MATERIAL FOR THIS EXERCISE START

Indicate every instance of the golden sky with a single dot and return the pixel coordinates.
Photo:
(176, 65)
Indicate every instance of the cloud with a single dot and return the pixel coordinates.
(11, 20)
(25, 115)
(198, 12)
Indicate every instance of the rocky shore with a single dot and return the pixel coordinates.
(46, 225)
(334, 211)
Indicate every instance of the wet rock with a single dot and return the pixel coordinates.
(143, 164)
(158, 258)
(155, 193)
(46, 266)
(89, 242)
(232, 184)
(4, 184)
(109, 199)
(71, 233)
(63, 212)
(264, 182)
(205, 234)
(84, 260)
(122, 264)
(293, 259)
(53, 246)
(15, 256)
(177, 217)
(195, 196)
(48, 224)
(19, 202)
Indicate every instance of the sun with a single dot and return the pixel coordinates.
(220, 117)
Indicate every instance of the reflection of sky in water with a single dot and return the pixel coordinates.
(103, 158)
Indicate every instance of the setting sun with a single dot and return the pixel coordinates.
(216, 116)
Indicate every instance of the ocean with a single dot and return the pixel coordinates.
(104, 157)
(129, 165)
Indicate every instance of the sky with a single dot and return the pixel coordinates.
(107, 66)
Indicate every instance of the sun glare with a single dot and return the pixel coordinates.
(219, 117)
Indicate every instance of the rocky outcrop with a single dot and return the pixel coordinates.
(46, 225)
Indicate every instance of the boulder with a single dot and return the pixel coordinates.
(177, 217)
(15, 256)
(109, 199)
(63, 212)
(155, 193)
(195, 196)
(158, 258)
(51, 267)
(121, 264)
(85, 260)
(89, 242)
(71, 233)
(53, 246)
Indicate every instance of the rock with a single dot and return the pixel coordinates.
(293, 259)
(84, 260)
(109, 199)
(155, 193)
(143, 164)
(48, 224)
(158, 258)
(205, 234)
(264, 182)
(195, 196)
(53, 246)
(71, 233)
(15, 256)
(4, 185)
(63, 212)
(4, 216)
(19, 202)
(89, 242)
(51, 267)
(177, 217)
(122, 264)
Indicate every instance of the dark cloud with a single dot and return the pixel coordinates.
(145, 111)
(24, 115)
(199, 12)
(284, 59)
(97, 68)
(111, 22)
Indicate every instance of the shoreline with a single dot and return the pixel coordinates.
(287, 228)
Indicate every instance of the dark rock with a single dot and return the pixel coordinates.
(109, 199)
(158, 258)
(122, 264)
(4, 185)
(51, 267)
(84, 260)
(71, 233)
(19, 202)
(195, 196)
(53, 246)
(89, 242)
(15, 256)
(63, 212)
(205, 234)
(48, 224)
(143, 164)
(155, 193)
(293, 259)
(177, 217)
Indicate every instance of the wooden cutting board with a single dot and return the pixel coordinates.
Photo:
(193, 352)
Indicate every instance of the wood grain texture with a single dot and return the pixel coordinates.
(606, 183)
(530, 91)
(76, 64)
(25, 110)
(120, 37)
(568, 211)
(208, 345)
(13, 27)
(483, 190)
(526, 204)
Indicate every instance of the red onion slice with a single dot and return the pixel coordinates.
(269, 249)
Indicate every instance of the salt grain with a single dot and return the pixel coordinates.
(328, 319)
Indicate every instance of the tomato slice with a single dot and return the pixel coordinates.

MATERIAL FOR THIS EXERCISE END

▸ **THE PROBLEM**: Write the records out again. Each one must match exactly.

▸ **RESPONSE TO THE TASK**:
Indicate every instance of the golden sky with a single dot and return the pixel coordinates.
Photo:
(176, 65)
Indicate every instance of the cloud with a single dot and return the pixel coordinates.
(11, 20)
(25, 115)
(198, 12)
Indicate every instance of the rocky shore with a single dot and return the pixel coordinates.
(46, 225)
(334, 211)
Indicate every instance of the wet rock with a single dot and return the pixel coordinates.
(143, 164)
(158, 258)
(155, 193)
(46, 266)
(89, 242)
(232, 184)
(4, 184)
(109, 199)
(71, 233)
(63, 212)
(264, 182)
(205, 234)
(84, 260)
(122, 264)
(293, 259)
(53, 246)
(15, 256)
(177, 217)
(195, 196)
(48, 224)
(19, 202)
Indicate every instance of the sun with a single dot and return the pixel coordinates.
(220, 117)
Indicate every instance of the reflection of sky in water with a single dot and return the pixel coordinates.
(103, 158)
Indicate every instance of the setting sun with a single dot and return the pixel coordinates.
(216, 116)
Indicate every instance of the ocean with a single dot and return the pixel coordinates.
(104, 157)
(129, 165)
Indicate every instance of the sky with a single dot and return the pixel coordinates.
(107, 66)
Indicate every instance of the sun glare with a single dot and return the pixel coordinates.
(219, 117)
Indicate every instance of the rocky outcrop with a single dot and return the pixel coordinates.
(46, 225)
Indicate every instance of the boulder with a single dot and return the pixel coordinates.
(177, 217)
(15, 256)
(109, 199)
(63, 212)
(155, 193)
(195, 196)
(158, 258)
(51, 267)
(121, 264)
(85, 260)
(89, 242)
(71, 233)
(53, 246)
Indicate every instance of the rock with a single dot and return the pixel coordinates.
(293, 259)
(84, 260)
(109, 199)
(155, 193)
(143, 164)
(48, 224)
(158, 258)
(205, 234)
(264, 182)
(195, 196)
(53, 246)
(71, 233)
(15, 256)
(4, 185)
(63, 212)
(4, 216)
(19, 202)
(89, 242)
(51, 267)
(177, 217)
(122, 264)
Indicate every instance of the dark cloud with a single dot and return the pixel coordinates.
(145, 111)
(24, 115)
(199, 12)
(284, 59)
(97, 68)
(111, 22)
Indicate every instance of the shoreline with a single dot and return the pixel coordinates.
(287, 228)
Indicate every instance of the dark rock with a single dot and return the pixel coordinates.
(109, 199)
(158, 258)
(122, 264)
(4, 185)
(51, 267)
(84, 260)
(71, 233)
(19, 202)
(195, 196)
(53, 246)
(89, 242)
(15, 256)
(63, 212)
(205, 234)
(48, 224)
(143, 164)
(155, 193)
(293, 259)
(177, 217)
Indicate every instance of the wooden cutting board with a single dot and return the pixel coordinates.
Photo:
(193, 352)
Indicate every instance of the wood grain texture with a single dot and return the pixel coordinates.
(606, 183)
(530, 91)
(76, 64)
(25, 110)
(120, 37)
(568, 211)
(208, 345)
(13, 27)
(483, 190)
(526, 204)
Indicate every instance of the red onion slice with a single dot and return the pixel coordinates.
(269, 249)
Indicate every instance of the salt grain with a single dot and return the pixel coordinates.
(328, 319)
Indicate every instance of the tomato slice with a single dot and return the pixel coordinates.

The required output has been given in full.